Can you reproduce everything from the line containing "Outline every instance of the alpine" down to the end of the records, including the requests, with every polygon coordinate in the answers multiplied by 2.5 and rounded to the nearest whole number, halves rounded up? Give only those lines, and leave the numbers in the requests unchanged.

» DATA TO USE:
════

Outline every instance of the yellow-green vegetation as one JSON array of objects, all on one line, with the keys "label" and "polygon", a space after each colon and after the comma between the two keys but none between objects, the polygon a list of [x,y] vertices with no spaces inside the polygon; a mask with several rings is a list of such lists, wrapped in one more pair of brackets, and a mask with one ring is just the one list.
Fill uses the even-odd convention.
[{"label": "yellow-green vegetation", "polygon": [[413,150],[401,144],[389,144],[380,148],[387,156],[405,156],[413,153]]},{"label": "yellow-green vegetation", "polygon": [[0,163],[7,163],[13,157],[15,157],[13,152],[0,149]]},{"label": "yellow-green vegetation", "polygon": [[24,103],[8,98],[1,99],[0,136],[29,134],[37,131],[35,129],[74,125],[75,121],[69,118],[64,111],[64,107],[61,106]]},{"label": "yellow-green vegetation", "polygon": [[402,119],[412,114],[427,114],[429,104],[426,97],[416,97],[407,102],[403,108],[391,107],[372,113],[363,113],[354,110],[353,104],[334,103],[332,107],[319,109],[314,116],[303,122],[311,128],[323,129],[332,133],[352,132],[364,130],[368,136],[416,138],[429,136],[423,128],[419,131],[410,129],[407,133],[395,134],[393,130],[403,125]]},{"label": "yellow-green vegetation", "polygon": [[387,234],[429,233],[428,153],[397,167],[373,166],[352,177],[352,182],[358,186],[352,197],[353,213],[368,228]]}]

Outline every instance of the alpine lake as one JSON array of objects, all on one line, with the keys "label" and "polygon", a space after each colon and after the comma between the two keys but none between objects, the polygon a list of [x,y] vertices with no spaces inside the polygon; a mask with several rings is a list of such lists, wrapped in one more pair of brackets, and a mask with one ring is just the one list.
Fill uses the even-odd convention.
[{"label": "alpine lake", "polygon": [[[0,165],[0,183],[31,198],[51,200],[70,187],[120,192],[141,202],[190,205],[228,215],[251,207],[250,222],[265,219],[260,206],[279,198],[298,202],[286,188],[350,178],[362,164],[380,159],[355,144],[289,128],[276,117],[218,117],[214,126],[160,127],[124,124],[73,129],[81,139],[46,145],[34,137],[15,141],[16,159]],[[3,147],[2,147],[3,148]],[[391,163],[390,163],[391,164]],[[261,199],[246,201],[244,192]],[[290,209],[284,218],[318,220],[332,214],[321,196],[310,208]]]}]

════

» IN RESPONSE:
Outline every instance of the alpine lake as one JSON array of objects, all on one line, with the keys "label" and "polygon", a space after each colon and after the comma between the two keys but none between objects, the polygon a list of [x,y] vertices with no spaces inside the polygon; a mask with several rings is a list of such lists, wrapped in one more pair of brackets, and a mask with one ring is just the one list.
Fill uses the even-odd convention.
[{"label": "alpine lake", "polygon": [[[0,413],[0,458],[78,495],[128,500],[175,468],[300,480],[353,505],[475,513],[570,538],[628,518],[625,555],[663,548],[650,515],[698,495],[745,505],[715,470],[875,445],[905,410],[950,398],[888,360],[723,320],[690,293],[545,293],[535,315],[400,318],[310,310],[183,323],[203,348],[115,363],[85,343],[38,353],[40,398]],[[8,368],[5,368],[8,370]],[[978,408],[975,408],[978,410]],[[653,498],[615,503],[610,480]],[[725,523],[710,545],[795,550],[830,535],[803,490],[775,520]]]}]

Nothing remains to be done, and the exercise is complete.